TASK TO COMPLETE>
Starting with the first line of the items and going on through the line with "point(422, 91)", write all of it out again, keeping every item's wording, but raise each point coordinate in the answers by 70 and leave out the picture.

DATA SUPPLIED>
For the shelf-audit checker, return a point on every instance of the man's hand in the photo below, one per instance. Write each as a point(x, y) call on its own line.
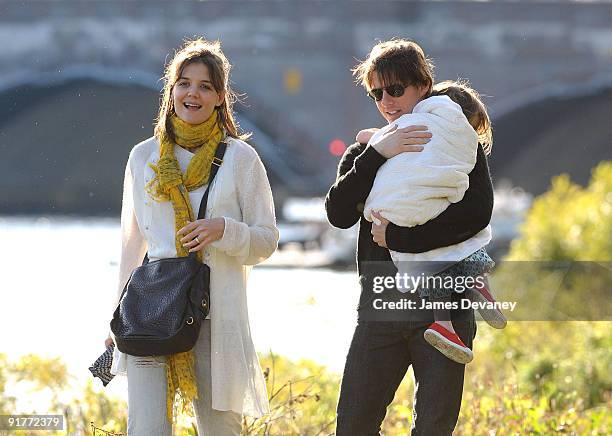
point(379, 228)
point(397, 141)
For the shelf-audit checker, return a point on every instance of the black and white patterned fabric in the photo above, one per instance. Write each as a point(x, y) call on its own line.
point(476, 264)
point(101, 367)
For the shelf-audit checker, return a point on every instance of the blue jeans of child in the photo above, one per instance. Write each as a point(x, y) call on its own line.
point(378, 358)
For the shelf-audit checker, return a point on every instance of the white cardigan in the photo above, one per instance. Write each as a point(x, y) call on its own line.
point(240, 194)
point(413, 188)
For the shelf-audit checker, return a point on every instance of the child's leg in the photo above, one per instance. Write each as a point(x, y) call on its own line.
point(481, 293)
point(442, 315)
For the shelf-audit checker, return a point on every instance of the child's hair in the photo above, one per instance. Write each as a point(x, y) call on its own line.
point(473, 108)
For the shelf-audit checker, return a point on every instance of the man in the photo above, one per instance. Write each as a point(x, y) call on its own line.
point(397, 75)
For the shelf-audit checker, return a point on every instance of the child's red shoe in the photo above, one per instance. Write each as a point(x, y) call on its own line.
point(494, 317)
point(448, 343)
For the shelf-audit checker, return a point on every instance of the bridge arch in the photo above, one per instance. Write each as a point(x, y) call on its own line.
point(556, 128)
point(65, 137)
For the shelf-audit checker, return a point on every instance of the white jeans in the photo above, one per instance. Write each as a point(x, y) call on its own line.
point(147, 387)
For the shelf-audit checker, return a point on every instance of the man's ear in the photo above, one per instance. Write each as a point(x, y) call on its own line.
point(422, 91)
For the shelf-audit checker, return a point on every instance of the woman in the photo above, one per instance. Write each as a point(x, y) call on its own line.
point(397, 75)
point(221, 376)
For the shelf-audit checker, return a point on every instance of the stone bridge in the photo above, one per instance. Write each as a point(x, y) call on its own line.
point(79, 85)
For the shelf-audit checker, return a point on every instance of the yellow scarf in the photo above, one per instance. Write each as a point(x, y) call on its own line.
point(169, 184)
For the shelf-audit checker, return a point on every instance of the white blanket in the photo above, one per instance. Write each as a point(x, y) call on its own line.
point(412, 188)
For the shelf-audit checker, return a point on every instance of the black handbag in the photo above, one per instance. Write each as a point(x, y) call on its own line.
point(162, 306)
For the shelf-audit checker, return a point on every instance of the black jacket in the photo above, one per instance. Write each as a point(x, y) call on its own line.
point(459, 222)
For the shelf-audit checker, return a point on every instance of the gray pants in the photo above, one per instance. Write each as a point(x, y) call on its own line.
point(147, 387)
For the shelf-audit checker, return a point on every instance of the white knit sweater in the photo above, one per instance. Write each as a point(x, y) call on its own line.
point(413, 188)
point(241, 195)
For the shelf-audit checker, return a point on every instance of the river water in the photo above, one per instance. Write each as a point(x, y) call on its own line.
point(59, 278)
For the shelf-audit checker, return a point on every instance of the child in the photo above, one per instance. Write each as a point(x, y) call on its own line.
point(412, 188)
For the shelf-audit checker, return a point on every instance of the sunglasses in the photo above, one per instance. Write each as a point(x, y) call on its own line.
point(396, 90)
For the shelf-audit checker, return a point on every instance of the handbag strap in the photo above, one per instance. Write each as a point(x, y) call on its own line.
point(214, 167)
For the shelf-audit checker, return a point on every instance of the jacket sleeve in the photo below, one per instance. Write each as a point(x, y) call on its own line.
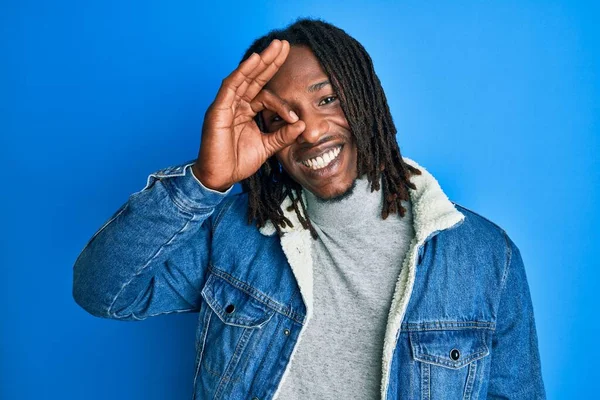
point(150, 257)
point(515, 365)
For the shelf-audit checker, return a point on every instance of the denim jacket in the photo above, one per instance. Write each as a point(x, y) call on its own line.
point(460, 324)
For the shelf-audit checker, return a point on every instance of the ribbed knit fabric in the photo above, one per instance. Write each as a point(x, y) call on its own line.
point(357, 260)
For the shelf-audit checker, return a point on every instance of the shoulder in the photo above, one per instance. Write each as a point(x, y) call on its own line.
point(481, 234)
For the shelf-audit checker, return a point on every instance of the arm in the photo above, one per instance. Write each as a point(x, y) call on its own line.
point(149, 258)
point(515, 365)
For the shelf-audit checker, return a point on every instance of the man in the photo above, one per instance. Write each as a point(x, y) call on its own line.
point(341, 271)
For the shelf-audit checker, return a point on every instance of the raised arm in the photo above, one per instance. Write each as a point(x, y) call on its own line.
point(150, 257)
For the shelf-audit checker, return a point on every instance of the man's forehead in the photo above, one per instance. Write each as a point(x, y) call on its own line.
point(300, 71)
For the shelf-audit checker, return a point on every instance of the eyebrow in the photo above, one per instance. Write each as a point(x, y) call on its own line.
point(318, 86)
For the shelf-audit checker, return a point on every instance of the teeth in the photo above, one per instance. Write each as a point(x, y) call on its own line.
point(323, 160)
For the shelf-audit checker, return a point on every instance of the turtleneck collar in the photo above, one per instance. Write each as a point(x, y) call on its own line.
point(361, 203)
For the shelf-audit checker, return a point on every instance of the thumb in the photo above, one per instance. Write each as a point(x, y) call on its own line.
point(283, 137)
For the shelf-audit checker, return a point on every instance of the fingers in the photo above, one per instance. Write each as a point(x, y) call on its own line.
point(227, 92)
point(252, 74)
point(268, 100)
point(283, 137)
point(270, 69)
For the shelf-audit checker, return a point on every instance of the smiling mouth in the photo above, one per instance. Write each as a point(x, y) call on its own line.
point(323, 160)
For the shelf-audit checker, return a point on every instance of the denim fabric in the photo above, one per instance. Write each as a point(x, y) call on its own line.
point(468, 331)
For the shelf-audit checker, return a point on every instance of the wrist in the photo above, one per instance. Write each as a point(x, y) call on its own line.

OUTPUT OF THE TASK>
For the shelf-audit checker, return a point on every instance of the man's hand in the photo below, one per instance. Write each as a point(x, y) call on its own line.
point(449, 298)
point(467, 211)
For the shelf-audit checker, return a point on every instance of the black and white patterned fabric in the photo above, one per instance. Write each as a point(x, y) call on its own line.
point(546, 334)
point(171, 437)
For the shelf-audit checker, return a point on every instance of the blue jeans of child in the photo above, one per instance. Write each as a point(x, y) call on its own line.
point(448, 428)
For the shelf-audit checker, return a point on every instance of the white cardigan in the photo above, one per instance. Write each as a point(x, y) call on its own line.
point(310, 264)
point(483, 258)
For the shelf-audit checker, return a point on every instance of the child's leg in the photo above, one per instance. Write each as a point(x, y) call on its own line.
point(551, 363)
point(512, 385)
For the shelf-audit checker, return a point on every instance of the child's hair in the photo above, one per instance. Write each as a point(x, y) call on its own line.
point(543, 178)
For the shelf-audit checker, return a point on every instance of the man in the photo above, one per instance. Write each as a point(x, y) call on its own line.
point(467, 145)
For the shelf-audit checker, return a point on every instance of the child's red shoe in the photo above, one per instance. Write each as a point(x, y) call on its own line.
point(564, 387)
point(518, 413)
For the shelf-audit checker, return a point on every instance of the bridge arch in the photo above, one per instance. Write each as a point(x, y) call on its own line.
point(626, 198)
point(135, 207)
For the shelf-audit checker, return a point on every instance of the white jeans in the photo above, one per instance. Write each as a point(x, y) call on its own line.
point(217, 457)
For the shelf-audit checker, return a point on every instance of the man's ear in the photo above, one per instance. Write each as a point(x, y) call on its own line.
point(492, 161)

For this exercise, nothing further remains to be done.